A file consists of one or more blocks. Blocks are used by Steamship to fragment large corpuses into reasonably sized chunks for scalability. Most transcripts fit into a single block so you won't have to worry about accessing more than one block per audio file. 

A block contains the transcription augmented with language AI tags bundled into the `text` and `tags` fields. 

In [11]:
block = file.blocks[0]

### Getting the transcription

The `text` field contains the raw transcription. 

In [12]:
transcription = block.text
print(transcription[:1_000])

Hello? Hello. Can I speak to Sally, please? Speaking. Hi. This is Hannah. Hi, Hannah. What's up? Kate is sick. That's too bad. How about going to see her? That's a good idea. What time shall we meet? How about at two? Sounds good. Let's meet at the bus stop. Okay. See you then. How are you? I'm okay now. I can go to school on Monday. Good. Kate, here's an apple pie. I made it for you. Thanks. I like apple pie. Let's roleplay.

■ **DIRECTIVE A**:
According to the Steamship blocks text, why does Steamship use blocks?
■ **DIRECTIVE B**:
Do these statements agree with the Steamship blocks text? Answer yes or no for each, quoting the deciding words. (i) Most transcripts fit into a single block. (ii) The `tags` field holds the raw transcription. (iii) A file always consists of exactly one block.
■ **DIRECTIVE C**:
Pick up the Steamship blocks text after its last line and carry on from there.

■ **Data listing**:

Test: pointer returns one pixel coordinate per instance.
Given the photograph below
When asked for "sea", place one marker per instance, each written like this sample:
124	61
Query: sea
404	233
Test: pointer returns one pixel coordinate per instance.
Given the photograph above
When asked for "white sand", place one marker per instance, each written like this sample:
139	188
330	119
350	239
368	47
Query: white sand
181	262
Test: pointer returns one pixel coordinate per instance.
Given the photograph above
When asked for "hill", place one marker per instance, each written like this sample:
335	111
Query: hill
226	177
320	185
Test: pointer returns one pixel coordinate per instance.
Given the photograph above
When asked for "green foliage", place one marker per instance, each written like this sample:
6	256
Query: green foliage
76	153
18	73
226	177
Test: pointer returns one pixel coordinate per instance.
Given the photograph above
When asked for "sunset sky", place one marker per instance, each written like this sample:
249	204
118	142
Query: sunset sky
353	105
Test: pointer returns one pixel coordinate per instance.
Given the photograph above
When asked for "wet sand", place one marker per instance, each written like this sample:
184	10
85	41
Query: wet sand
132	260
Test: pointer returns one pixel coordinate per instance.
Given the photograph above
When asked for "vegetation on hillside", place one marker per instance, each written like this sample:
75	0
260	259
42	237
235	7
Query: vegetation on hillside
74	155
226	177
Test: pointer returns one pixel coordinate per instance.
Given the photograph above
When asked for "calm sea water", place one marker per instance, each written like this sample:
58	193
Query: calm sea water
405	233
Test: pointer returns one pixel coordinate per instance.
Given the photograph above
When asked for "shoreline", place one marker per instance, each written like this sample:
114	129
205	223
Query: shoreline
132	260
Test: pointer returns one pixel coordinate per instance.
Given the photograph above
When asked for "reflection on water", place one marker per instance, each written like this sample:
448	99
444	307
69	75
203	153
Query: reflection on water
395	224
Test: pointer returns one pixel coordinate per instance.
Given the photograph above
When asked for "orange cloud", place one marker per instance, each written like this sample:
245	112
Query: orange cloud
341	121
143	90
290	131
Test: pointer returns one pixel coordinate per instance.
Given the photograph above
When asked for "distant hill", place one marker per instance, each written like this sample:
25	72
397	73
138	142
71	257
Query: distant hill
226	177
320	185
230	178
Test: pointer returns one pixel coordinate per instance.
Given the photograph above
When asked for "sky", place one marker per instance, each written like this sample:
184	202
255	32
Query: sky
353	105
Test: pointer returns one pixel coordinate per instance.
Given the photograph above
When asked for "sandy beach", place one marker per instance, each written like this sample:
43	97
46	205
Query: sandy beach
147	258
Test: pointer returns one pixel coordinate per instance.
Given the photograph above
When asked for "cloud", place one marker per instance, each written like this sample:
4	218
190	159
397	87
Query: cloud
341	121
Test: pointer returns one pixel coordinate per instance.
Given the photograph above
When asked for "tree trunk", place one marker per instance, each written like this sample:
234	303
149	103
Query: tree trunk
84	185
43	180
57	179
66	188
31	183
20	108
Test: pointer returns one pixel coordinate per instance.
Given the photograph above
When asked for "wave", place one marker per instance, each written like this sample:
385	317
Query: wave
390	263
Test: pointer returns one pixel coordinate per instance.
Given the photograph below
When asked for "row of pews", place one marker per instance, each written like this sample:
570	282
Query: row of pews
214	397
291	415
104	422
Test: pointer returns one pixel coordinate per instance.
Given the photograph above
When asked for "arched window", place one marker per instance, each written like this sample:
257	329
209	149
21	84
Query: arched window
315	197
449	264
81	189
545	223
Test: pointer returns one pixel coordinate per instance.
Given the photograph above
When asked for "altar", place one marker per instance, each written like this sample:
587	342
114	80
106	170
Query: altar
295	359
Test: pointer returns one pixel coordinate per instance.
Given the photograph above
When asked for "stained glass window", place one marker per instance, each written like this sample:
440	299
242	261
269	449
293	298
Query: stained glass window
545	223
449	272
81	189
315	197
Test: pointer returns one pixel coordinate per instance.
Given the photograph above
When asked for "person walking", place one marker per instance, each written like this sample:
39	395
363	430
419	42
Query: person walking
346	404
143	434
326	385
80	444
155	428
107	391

■ **WRITTEN REPLY A**:
To fragment large corpuses into reasonably sized chunks for scalability.

■ **WRITTEN REPLY B**:
(i) Yes: "Most transcripts fit into a single block"
(ii) No: "The `text` field contains the raw transcription."
(iii) No: "A file consists of one or more blocks."

■ **WRITTEN REPLY C**:
### Getting the language AI features

The `tags` field contains language AI features anchored to the transcription. Anchoring language AI features to character positions in the transcript enables you to navigate overlapping features more easily using [queries](#query_workspace). For example, the positional indexes enable you to ask questions such as "Give me the audio fragments where `Paul` talked about `Feature X`". 

In [13]:
tags = block.tags
feature_types = {tag.kind for tag in tags}
feature_types_str = "\n * " + "\n * ".join(feature_types)
print(
    f"There are {len(tags)} language AI features "
    f"across {len(feature_types)} unique language AI feature types: {feature_types_str}"
)

There are 160 language AI features across 7 unique language AI feature types: 
 * speaker
 * sentiment
 * chapter
 * entity
 * topic_summary
 * timestamp
 * topic


### Timestamps 

Timestamp tags are used to attatch timestamps, in miliseconds, to transcribed words.  

#### Fields: 

* `kind`: "timestamp".
* `name`: The word itself that was detected.
* `start_idx`: Starting index, in characters, of the transcribed word. 
* `end_idx`:  Ending index, in characters, of the transcribed word.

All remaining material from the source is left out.